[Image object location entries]
....

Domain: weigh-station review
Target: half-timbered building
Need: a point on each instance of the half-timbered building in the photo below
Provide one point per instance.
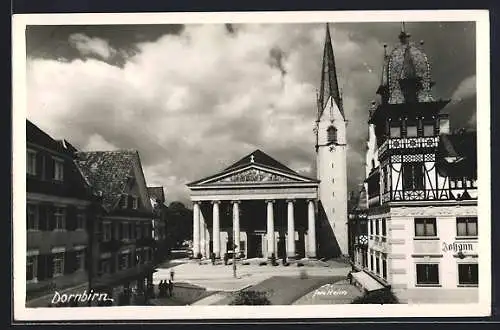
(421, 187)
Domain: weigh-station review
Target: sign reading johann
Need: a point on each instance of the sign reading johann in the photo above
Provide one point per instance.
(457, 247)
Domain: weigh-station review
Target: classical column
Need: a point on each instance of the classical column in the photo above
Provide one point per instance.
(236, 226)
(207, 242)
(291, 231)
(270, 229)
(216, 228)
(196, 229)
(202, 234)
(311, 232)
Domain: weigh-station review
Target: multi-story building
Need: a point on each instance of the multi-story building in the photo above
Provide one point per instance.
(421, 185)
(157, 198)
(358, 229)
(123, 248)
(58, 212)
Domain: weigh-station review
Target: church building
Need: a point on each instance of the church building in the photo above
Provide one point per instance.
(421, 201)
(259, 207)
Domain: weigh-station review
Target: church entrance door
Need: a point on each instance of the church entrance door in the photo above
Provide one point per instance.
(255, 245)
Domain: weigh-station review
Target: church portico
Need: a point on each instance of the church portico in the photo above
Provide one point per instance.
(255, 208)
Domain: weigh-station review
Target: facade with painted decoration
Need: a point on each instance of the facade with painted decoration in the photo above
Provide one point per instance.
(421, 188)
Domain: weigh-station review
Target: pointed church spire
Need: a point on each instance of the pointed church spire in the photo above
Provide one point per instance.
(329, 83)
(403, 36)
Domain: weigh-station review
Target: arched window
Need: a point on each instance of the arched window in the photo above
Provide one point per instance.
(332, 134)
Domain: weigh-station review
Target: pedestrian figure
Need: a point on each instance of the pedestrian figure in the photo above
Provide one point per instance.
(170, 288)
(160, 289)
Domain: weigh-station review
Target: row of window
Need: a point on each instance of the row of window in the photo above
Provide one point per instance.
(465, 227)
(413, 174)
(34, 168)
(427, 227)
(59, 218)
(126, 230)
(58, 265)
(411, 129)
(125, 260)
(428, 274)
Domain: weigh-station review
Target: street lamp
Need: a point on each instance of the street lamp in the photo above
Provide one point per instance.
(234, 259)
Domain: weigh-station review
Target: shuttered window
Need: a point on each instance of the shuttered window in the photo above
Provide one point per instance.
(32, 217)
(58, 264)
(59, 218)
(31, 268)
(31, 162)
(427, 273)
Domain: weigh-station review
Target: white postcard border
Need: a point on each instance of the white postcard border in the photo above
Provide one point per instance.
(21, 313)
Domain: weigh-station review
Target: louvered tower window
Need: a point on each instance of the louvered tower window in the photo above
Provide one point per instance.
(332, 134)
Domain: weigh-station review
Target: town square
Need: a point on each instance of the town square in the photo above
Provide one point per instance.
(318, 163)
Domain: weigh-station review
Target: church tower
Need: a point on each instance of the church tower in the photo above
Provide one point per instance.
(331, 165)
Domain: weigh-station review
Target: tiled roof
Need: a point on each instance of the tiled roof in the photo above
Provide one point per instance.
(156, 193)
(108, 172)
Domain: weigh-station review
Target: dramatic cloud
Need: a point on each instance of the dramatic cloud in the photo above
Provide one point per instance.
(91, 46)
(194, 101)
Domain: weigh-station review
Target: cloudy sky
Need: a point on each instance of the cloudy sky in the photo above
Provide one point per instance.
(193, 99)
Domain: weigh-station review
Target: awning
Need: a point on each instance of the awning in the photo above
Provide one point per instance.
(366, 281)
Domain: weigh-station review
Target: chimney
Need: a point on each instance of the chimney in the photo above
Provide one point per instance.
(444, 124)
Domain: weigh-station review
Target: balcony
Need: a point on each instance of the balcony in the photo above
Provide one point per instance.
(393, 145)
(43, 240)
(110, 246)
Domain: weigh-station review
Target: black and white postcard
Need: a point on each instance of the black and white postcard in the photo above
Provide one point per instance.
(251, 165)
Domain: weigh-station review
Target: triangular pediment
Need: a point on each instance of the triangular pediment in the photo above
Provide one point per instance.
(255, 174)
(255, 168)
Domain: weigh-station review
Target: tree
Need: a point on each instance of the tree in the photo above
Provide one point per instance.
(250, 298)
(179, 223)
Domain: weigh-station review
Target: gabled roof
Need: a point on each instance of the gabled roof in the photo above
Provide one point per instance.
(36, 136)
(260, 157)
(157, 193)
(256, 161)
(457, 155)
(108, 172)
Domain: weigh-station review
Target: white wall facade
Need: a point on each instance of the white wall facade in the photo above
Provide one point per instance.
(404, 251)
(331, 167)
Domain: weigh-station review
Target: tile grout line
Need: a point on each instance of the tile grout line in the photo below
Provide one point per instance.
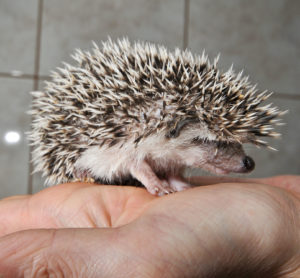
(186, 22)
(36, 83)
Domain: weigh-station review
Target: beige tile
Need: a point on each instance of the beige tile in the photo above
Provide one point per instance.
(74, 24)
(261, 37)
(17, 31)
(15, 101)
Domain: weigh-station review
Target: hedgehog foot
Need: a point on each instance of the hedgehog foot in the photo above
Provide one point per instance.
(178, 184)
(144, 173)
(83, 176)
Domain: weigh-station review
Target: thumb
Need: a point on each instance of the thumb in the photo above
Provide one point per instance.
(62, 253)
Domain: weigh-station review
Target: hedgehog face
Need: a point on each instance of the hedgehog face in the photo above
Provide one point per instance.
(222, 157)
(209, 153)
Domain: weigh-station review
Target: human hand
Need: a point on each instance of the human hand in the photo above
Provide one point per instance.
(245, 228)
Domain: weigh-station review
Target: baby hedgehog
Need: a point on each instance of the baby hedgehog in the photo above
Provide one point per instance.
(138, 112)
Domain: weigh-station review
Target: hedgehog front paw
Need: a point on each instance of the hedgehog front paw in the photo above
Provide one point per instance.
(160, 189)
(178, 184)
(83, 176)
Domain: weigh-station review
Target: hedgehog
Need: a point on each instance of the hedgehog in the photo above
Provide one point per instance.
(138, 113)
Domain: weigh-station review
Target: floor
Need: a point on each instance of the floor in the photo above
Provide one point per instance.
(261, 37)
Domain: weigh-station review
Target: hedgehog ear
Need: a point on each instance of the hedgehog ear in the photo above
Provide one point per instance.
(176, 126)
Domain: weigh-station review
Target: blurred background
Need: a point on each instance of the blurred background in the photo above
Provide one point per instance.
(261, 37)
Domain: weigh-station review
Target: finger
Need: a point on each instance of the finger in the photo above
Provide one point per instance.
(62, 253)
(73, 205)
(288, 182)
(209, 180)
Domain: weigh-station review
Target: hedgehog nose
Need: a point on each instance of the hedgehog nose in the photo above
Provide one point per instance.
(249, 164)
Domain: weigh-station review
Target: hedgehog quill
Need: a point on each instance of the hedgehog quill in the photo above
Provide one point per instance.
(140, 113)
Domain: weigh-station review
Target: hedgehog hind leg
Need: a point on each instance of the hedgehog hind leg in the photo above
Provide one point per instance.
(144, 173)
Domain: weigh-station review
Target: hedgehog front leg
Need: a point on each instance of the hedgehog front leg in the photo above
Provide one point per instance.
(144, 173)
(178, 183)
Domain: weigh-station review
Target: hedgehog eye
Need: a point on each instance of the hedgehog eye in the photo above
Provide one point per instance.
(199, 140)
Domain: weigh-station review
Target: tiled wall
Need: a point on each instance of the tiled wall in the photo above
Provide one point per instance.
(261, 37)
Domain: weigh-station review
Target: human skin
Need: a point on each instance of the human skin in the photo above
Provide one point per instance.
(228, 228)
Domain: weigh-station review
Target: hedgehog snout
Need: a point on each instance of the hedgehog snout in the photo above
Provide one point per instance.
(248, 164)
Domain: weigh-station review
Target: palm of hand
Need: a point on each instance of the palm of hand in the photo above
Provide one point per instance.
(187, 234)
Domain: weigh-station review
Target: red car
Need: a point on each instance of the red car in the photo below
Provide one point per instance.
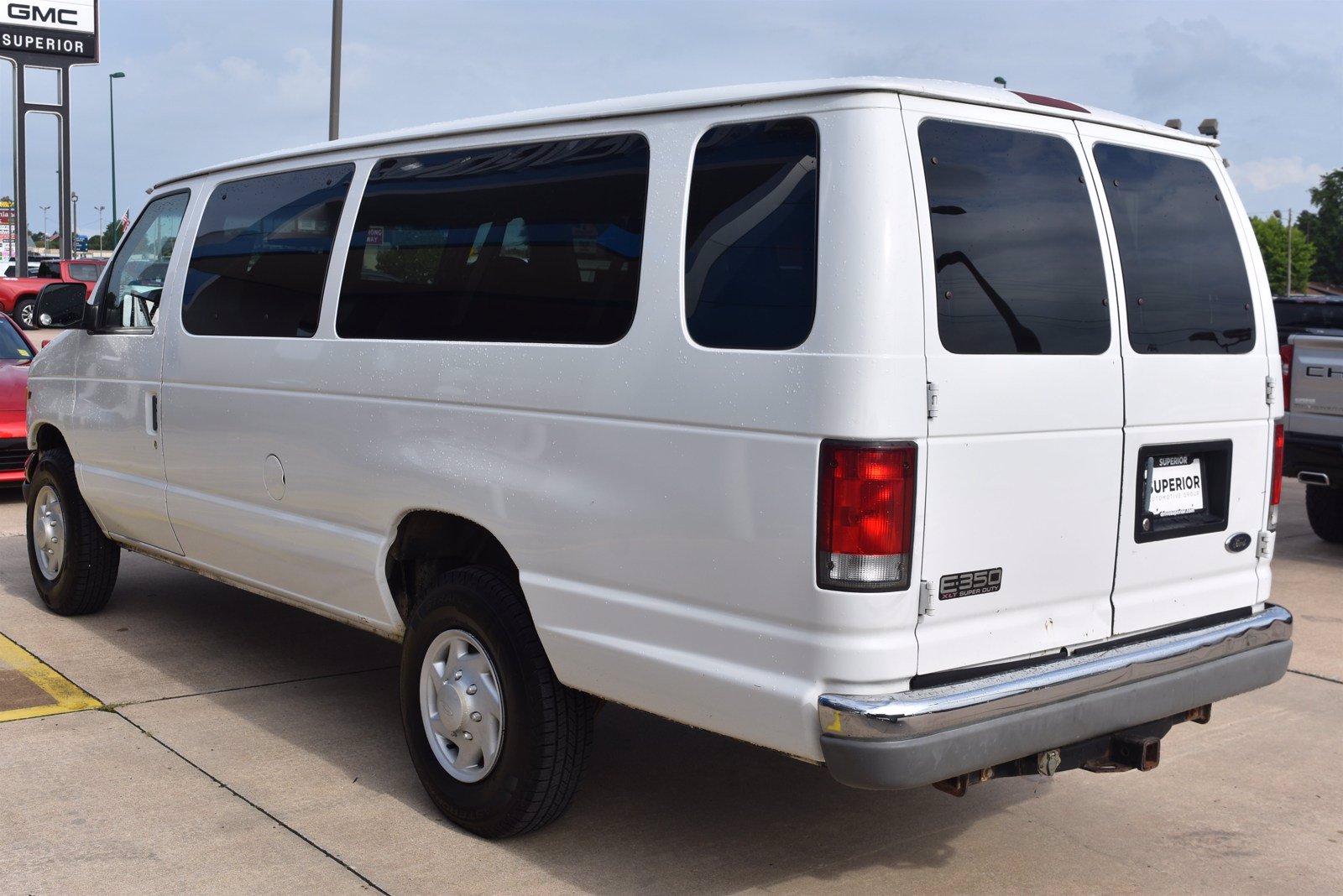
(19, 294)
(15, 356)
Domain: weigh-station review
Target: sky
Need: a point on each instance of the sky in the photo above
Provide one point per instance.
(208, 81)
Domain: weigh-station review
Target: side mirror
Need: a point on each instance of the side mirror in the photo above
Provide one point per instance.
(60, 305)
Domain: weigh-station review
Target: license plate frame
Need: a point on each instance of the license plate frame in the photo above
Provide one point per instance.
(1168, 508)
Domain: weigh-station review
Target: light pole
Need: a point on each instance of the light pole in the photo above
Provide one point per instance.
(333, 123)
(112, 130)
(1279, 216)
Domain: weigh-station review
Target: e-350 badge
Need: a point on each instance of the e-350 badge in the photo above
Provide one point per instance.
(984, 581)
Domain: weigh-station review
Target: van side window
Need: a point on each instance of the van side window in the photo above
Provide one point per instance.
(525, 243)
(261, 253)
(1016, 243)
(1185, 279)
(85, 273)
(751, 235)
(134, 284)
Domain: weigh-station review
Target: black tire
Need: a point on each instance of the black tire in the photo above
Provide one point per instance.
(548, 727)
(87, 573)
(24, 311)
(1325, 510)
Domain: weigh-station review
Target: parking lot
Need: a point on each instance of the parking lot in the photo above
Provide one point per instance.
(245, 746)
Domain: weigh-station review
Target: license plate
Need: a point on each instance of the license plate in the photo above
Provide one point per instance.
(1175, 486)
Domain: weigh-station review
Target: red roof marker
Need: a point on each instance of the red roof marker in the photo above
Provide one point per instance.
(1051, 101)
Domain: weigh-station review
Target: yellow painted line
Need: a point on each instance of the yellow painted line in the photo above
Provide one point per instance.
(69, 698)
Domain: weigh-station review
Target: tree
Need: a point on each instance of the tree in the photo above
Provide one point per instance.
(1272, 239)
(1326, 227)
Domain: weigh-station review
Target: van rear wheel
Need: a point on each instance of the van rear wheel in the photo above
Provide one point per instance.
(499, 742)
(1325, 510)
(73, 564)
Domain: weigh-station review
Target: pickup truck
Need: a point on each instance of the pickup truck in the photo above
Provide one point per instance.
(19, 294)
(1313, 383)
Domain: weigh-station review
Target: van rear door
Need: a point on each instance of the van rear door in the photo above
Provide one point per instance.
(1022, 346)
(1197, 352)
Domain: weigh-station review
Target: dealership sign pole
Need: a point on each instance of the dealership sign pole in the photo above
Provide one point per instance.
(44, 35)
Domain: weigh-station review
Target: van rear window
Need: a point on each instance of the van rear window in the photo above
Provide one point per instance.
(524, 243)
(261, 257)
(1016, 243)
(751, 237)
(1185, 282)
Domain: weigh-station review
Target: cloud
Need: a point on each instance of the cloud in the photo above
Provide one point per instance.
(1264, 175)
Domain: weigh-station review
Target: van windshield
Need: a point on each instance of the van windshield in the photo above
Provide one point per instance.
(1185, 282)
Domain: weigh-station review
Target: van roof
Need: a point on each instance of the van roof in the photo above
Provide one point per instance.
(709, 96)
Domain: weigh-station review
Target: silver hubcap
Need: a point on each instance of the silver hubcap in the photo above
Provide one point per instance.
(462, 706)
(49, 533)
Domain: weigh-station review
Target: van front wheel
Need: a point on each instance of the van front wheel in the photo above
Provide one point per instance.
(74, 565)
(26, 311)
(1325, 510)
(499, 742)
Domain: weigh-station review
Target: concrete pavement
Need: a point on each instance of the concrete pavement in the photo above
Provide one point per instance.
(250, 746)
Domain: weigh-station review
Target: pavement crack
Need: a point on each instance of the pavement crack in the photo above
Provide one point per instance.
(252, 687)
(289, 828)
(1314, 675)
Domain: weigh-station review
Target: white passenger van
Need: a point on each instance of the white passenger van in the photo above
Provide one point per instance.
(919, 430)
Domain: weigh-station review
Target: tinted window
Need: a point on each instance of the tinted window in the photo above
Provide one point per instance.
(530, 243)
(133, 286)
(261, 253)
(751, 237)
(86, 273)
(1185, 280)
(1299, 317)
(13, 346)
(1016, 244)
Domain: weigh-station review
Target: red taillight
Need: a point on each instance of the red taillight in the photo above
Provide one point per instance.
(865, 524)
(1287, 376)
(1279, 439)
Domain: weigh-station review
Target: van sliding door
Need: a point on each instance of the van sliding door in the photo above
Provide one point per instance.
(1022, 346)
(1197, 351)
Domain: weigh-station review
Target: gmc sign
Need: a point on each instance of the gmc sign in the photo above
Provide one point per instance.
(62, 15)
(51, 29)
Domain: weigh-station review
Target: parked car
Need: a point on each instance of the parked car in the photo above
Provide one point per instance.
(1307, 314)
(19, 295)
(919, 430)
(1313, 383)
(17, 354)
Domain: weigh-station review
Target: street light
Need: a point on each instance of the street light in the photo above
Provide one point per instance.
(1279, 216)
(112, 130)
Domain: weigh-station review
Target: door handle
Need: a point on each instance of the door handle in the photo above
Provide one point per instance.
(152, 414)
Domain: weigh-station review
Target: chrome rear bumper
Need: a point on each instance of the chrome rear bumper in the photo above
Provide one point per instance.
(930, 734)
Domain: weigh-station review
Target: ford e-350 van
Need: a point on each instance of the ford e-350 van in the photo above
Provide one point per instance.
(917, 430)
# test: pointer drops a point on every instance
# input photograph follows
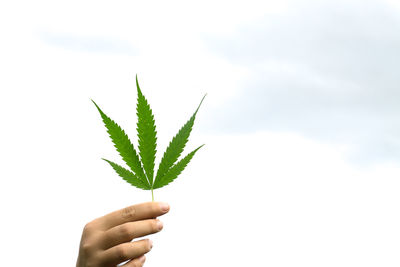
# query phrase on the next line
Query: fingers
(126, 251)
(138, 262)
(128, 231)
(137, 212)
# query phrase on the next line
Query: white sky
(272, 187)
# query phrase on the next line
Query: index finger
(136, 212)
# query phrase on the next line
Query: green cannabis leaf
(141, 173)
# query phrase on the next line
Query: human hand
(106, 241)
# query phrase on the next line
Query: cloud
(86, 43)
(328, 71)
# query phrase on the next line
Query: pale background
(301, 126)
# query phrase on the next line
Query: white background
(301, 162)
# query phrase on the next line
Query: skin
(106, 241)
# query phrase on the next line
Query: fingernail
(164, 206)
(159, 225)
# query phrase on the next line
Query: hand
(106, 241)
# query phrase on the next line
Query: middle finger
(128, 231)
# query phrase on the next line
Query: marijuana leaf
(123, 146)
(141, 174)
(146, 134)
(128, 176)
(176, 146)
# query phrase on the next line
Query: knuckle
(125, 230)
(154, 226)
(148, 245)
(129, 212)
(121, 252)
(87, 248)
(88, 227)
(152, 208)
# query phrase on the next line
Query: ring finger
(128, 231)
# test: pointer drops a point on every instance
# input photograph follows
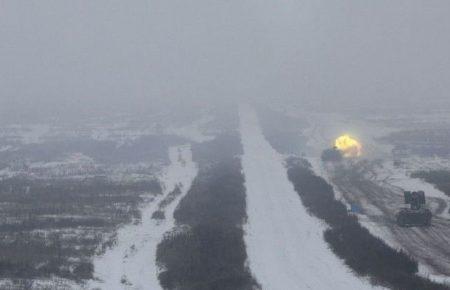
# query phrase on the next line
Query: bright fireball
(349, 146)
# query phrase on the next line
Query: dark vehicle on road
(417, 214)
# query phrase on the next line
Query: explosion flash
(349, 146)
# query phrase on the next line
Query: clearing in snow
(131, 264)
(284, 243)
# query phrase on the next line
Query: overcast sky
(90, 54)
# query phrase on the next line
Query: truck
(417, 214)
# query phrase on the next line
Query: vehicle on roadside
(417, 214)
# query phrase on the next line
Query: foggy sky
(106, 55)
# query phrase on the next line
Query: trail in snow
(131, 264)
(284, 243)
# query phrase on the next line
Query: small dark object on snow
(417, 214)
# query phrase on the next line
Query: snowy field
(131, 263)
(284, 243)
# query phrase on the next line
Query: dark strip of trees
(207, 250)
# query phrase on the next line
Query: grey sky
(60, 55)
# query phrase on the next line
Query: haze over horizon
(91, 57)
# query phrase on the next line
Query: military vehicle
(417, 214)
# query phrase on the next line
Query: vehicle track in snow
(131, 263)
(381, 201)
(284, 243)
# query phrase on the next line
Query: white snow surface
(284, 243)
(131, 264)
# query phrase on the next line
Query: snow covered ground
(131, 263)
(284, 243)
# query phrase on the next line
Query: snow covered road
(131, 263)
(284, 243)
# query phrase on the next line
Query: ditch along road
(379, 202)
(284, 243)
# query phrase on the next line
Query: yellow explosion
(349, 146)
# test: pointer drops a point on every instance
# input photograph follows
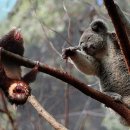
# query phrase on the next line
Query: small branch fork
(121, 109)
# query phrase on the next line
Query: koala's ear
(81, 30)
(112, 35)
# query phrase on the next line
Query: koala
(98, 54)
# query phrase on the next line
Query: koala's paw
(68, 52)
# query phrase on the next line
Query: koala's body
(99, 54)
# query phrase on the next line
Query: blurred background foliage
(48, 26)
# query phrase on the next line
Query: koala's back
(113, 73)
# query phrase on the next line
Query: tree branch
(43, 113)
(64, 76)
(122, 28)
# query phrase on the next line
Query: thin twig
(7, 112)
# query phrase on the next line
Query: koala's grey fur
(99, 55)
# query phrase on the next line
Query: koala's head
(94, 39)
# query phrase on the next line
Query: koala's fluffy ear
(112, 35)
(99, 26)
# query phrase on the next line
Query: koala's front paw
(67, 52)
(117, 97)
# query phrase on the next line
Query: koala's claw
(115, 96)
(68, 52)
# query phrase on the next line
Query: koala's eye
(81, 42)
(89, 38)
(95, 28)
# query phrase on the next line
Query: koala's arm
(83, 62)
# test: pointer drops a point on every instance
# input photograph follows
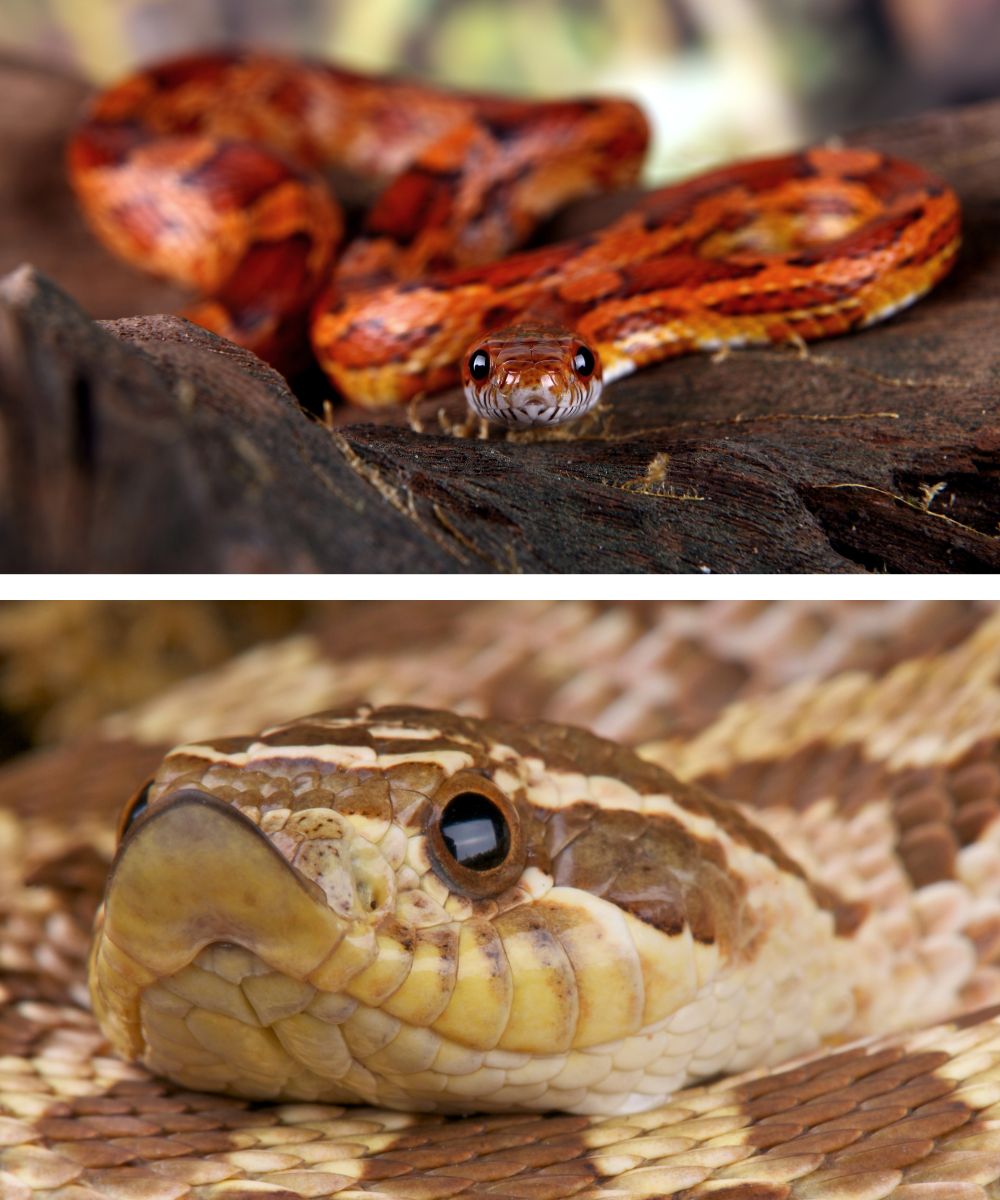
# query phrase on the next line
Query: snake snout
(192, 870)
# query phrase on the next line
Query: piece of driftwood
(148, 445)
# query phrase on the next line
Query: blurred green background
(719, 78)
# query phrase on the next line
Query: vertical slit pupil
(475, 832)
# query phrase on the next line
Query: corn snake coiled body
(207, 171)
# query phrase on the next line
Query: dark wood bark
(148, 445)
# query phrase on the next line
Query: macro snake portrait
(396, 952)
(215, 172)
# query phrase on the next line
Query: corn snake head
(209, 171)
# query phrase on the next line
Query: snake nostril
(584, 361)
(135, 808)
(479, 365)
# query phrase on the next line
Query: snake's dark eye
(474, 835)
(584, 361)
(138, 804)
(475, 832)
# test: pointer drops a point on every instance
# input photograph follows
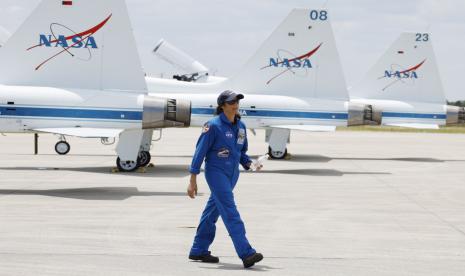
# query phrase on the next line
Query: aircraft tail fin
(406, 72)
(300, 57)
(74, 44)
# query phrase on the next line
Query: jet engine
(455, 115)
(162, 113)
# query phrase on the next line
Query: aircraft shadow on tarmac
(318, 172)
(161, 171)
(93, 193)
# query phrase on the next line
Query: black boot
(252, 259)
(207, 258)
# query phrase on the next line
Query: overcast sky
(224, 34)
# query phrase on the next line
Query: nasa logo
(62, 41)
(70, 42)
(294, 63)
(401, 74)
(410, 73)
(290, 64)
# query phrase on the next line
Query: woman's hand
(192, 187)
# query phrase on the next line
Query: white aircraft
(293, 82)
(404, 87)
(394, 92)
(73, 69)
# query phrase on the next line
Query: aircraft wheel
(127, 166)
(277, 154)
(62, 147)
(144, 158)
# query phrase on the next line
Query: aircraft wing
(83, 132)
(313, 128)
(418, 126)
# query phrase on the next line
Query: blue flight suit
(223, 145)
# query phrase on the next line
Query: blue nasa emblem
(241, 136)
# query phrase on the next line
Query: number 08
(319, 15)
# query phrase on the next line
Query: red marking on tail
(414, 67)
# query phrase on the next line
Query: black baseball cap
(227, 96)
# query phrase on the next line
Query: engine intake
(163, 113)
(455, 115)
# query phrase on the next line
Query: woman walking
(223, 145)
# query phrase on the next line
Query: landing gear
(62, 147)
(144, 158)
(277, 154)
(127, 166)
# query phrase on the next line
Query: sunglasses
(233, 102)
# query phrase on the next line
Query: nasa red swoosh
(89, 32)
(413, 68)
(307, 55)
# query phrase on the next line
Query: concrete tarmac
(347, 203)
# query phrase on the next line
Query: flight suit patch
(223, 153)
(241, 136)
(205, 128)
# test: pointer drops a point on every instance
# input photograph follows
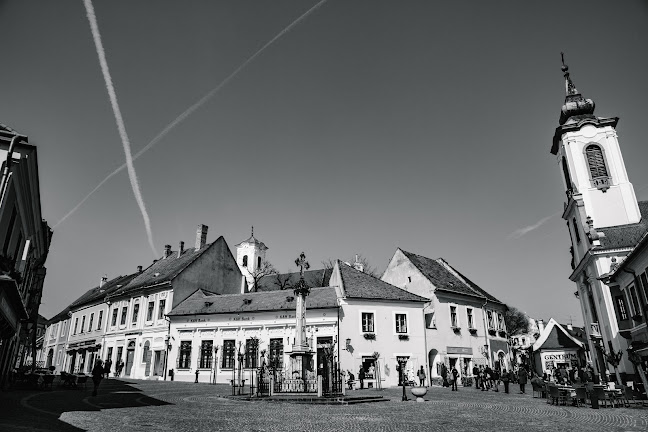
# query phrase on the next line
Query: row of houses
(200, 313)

....

*EXERCISE TASK*.
Count the lines in the material above that contain the string "baby", matching case exactly, and reply with only that number.

*EXPECTED ANSWER*.
2